The whole of the material needs to be repeated exactly, line for line.
┌──
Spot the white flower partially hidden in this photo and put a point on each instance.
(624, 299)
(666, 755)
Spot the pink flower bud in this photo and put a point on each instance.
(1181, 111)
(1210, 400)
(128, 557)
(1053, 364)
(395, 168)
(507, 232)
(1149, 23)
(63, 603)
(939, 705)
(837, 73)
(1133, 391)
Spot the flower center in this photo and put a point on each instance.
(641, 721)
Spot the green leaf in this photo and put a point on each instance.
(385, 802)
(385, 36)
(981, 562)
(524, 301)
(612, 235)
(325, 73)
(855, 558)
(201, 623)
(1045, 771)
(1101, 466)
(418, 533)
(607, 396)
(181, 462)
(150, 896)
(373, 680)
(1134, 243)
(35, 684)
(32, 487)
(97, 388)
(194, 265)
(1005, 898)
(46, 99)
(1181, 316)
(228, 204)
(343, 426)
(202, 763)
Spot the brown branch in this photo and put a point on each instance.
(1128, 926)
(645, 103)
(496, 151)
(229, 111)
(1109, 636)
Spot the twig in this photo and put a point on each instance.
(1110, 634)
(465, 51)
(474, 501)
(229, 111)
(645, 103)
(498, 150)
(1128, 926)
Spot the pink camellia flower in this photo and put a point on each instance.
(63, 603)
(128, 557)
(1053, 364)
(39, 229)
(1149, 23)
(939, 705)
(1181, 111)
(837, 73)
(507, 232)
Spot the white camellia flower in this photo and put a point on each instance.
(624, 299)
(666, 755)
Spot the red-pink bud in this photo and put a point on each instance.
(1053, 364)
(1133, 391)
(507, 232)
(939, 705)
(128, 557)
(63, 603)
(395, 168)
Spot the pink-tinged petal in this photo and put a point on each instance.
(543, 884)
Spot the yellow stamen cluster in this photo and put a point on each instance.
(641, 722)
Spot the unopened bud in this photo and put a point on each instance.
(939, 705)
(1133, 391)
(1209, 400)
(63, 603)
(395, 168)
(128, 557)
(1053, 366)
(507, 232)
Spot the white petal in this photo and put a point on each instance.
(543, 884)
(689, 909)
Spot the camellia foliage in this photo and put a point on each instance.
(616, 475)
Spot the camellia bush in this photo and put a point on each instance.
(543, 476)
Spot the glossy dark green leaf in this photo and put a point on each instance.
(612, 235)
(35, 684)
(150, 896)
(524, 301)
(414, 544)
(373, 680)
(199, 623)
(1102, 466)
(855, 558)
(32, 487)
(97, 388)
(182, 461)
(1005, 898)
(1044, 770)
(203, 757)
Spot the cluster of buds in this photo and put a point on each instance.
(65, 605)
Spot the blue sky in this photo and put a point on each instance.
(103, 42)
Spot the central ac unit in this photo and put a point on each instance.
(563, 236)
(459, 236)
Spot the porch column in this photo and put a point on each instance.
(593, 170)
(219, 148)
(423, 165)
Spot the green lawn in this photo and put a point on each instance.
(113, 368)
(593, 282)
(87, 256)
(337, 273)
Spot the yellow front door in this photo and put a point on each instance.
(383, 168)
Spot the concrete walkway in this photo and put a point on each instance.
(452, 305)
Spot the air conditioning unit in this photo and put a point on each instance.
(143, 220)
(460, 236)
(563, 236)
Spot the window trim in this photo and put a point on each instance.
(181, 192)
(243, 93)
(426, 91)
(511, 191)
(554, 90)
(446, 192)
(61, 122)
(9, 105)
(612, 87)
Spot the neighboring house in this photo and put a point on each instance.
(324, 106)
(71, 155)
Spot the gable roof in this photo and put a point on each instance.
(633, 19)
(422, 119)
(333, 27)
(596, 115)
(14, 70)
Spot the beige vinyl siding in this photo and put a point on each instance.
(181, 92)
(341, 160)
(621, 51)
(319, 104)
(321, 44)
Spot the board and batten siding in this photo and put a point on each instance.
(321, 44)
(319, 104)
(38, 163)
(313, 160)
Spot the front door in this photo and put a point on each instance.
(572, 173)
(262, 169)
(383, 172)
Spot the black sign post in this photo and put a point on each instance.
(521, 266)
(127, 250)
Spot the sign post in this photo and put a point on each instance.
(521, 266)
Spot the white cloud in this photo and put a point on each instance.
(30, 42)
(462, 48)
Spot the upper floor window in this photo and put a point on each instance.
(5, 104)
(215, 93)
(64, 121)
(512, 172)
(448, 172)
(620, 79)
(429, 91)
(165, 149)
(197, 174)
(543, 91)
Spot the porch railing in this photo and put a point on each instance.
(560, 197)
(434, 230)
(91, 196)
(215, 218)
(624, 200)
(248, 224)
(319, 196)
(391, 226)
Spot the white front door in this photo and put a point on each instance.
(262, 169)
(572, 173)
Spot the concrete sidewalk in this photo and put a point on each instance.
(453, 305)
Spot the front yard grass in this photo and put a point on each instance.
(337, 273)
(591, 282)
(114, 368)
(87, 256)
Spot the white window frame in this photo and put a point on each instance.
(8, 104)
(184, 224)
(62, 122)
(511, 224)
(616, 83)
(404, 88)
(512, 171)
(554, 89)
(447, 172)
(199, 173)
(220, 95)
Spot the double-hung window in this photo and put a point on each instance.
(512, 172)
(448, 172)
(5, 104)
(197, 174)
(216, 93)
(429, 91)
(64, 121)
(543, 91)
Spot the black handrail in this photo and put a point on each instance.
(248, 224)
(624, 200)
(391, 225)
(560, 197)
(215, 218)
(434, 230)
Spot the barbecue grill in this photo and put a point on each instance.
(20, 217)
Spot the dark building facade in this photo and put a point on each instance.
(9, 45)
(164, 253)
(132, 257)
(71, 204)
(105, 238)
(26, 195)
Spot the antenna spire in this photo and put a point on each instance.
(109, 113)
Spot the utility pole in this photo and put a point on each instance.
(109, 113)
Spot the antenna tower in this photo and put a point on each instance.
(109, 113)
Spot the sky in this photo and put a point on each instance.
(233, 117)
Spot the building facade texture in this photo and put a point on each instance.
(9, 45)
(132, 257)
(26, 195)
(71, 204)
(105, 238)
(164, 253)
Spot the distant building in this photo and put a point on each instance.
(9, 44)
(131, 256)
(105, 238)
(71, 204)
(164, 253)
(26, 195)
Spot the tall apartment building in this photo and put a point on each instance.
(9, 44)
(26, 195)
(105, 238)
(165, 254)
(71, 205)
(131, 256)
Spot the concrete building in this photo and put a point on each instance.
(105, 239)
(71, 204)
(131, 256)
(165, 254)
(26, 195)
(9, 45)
└──
* Response to this exercise
Spot the white flower partially hidden in this photo and put a point on each instance.
(624, 299)
(666, 755)
Spot the pink flower bud in this photo and put a point on each instance.
(1181, 111)
(1210, 400)
(128, 557)
(1053, 364)
(395, 168)
(507, 232)
(1149, 23)
(63, 603)
(939, 705)
(837, 73)
(1133, 391)
Spot the flower center in this photo and put a point on each instance.
(641, 721)
Spot the green leaf in this photo and put a point on each instance.
(385, 802)
(385, 36)
(981, 562)
(524, 301)
(612, 235)
(325, 73)
(855, 558)
(201, 623)
(1045, 771)
(1101, 466)
(418, 533)
(607, 396)
(181, 462)
(150, 896)
(373, 680)
(1134, 243)
(35, 684)
(32, 487)
(97, 388)
(194, 265)
(1005, 898)
(46, 99)
(1181, 316)
(228, 204)
(343, 426)
(202, 763)
Spot the brown branch in this photo and put a point on each instance.
(1128, 926)
(645, 103)
(496, 151)
(229, 111)
(1109, 636)
Spot the twig in this photo and put a point on each instance.
(1110, 634)
(465, 51)
(474, 501)
(229, 111)
(645, 103)
(498, 150)
(1128, 926)
Spot the pink camellia flower in this photo and put a point on each instance.
(63, 603)
(128, 557)
(1053, 364)
(39, 229)
(1149, 23)
(939, 705)
(1181, 111)
(837, 73)
(507, 232)
Spot the white camellia flower in this photo and put a point on each instance.
(624, 299)
(666, 755)
Spot the red-pink bud in this photo and put a point on each instance.
(1053, 364)
(1133, 391)
(507, 232)
(939, 705)
(128, 557)
(63, 603)
(395, 168)
Spot the pink-tinged petal in this photo and put a point on each instance.
(543, 884)
Spot the yellow stamen cluster in this photo and put a point on each instance.
(641, 722)
Spot the unopened bud in this photo and put a point on each instance.
(939, 705)
(1133, 391)
(1209, 400)
(63, 603)
(395, 168)
(128, 557)
(1053, 366)
(507, 232)
Spot the white petal in this photo and put a point on each instance.
(543, 884)
(689, 909)
Spot the camellia foliage in this photo and put a point on each instance.
(616, 475)
Spot the camellia bush in this photo and put a point on each instance.
(543, 476)
Spot the glossy dark green leaf in this photo and put a point on each instance.
(612, 235)
(35, 684)
(150, 896)
(524, 301)
(414, 544)
(373, 680)
(199, 623)
(1102, 466)
(855, 558)
(32, 487)
(97, 388)
(182, 461)
(1005, 898)
(1044, 770)
(203, 757)
Spot the cluster of buds in this photo and put a point on each instance.
(65, 605)
Spot the blue sky in this photo and put a point on each instance.
(103, 42)
Spot the central ac unit in this photo and put a point on each instance.
(563, 236)
(459, 236)
Spot the porch column in this photo and put a point on each instance.
(593, 170)
(219, 148)
(423, 165)
Spot the green lawn in this photo and put a point on each instance.
(113, 368)
(593, 282)
(87, 256)
(337, 273)
Spot the yellow front door in this photo and put a point on each instance.
(383, 168)
Spot the concrete walkway in this photo and put a point on each instance.
(452, 305)
Spot the air conditioning unit in this photo and put a point on each instance.
(143, 220)
(460, 236)
(563, 236)
Spot the window trim in this photo and put a point on each instance.
(181, 192)
(243, 93)
(426, 91)
(511, 191)
(554, 90)
(446, 192)
(61, 122)
(9, 105)
(612, 87)
Spot the neighboring house in this photo and put a point on each instance.
(324, 106)
(71, 155)
Spot the gable roof in this photo and put a point on each instance.
(633, 19)
(422, 119)
(333, 27)
(596, 115)
(14, 70)
Spot the beige vinyl siding in this photo and put a point on each instance.
(181, 92)
(341, 160)
(621, 51)
(319, 104)
(321, 44)
Spot the board and batten siding in this photo and put a point on each instance.
(321, 44)
(319, 104)
(38, 163)
(313, 160)
Spot the front door in this photo and put a point on each instance.
(572, 173)
(262, 169)
(383, 172)
Spot the black sign post in this photo and put a point on each instance.
(521, 266)
(127, 250)
Spot the sign post in this photo and put a point on each instance.
(521, 266)
Spot the white cloud in this photo and put a point on each instance.
(30, 42)
(462, 48)
Spot the upper floor window in this photo and put a point on each instance.
(5, 104)
(215, 93)
(64, 121)
(512, 172)
(448, 172)
(620, 79)
(429, 91)
(165, 149)
(197, 174)
(543, 91)
Spot the porch railing in this photo and put a point on each instance.
(560, 197)
(434, 230)
(91, 196)
(215, 218)
(624, 200)
(248, 224)
(319, 196)
(391, 226)
Spot the white front door in this photo and put a point on each instance.
(262, 169)
(572, 173)
Spot the concrete sidewalk in this photo and put a point on each instance.
(453, 305)
Spot the front yard grass in this photo and put a point on each instance.
(337, 273)
(591, 282)
(114, 368)
(87, 256)
Spot the white window frame in this photo and put a point on each instance.
(8, 104)
(184, 224)
(62, 122)
(511, 224)
(616, 83)
(404, 88)
(512, 171)
(554, 89)
(447, 172)
(199, 173)
(220, 95)
Spot the double-hung window in this photo and put a point on each instance.
(512, 172)
(448, 172)
(5, 104)
(197, 174)
(216, 93)
(429, 91)
(64, 121)
(543, 91)
Spot the black handrail in this photo and put a point on each instance.
(248, 224)
(624, 200)
(391, 225)
(560, 197)
(215, 218)
(434, 230)
Spot the barbecue grill in this photo and put a point on each instance.
(20, 217)
Spot the dark building facade in this photo and put a point on each instance.
(9, 45)
(164, 253)
(132, 257)
(71, 204)
(105, 238)
(26, 195)
Spot the antenna spire in this photo and put a point on each instance.
(109, 113)
Spot the utility pole in this photo and put a point on each instance.
(109, 113)
Spot the antenna tower in this photo and put a point on each instance.
(109, 113)
Spot the sky in this photo and put a point on each instance.
(233, 117)
Spot the building facade texture in this photo and put a point on each instance.
(9, 45)
(132, 257)
(26, 195)
(71, 204)
(105, 238)
(164, 253)
Spot the distant building in this photo and put a point on each instance.
(9, 44)
(131, 256)
(105, 238)
(71, 204)
(164, 253)
(26, 195)
Spot the tall apartment building in this photo and put a point on each instance.
(9, 44)
(26, 195)
(105, 238)
(165, 254)
(71, 205)
(131, 256)
Spot the concrete building in this photo and put a point on each instance.
(105, 239)
(71, 204)
(131, 256)
(165, 254)
(26, 195)
(9, 45)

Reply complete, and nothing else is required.